## Enunciado
Reproduce sin cambio alguno cada línea del material que sigue, de principio a fin.
====== Entradas del conjunto ======
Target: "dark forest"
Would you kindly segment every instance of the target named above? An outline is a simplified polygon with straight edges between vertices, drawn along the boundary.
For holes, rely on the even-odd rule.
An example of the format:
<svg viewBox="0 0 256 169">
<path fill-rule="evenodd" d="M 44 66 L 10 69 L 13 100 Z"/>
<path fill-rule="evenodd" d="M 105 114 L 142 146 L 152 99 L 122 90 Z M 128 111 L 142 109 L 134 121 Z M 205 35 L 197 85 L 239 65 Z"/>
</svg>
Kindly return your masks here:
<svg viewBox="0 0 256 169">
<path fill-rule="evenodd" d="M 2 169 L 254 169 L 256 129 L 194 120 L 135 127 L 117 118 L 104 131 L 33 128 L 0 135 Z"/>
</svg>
======
## Respuesta
Target: "dark forest"
Would you kindly segment every instance of the target named above? An outline is a simplified polygon with straight edges between vertices, drawn along the boundary.
For holes, rely on the even-odd rule.
An example of the format:
<svg viewBox="0 0 256 169">
<path fill-rule="evenodd" d="M 44 66 L 10 69 L 13 100 Z"/>
<path fill-rule="evenodd" d="M 105 114 L 142 146 L 152 99 L 122 90 Z M 128 111 L 142 109 L 134 121 Z M 205 35 L 197 85 L 239 65 Z"/>
</svg>
Kindly return your masks here:
<svg viewBox="0 0 256 169">
<path fill-rule="evenodd" d="M 2 169 L 254 169 L 256 129 L 194 120 L 135 127 L 117 118 L 104 131 L 33 128 L 0 135 Z"/>
</svg>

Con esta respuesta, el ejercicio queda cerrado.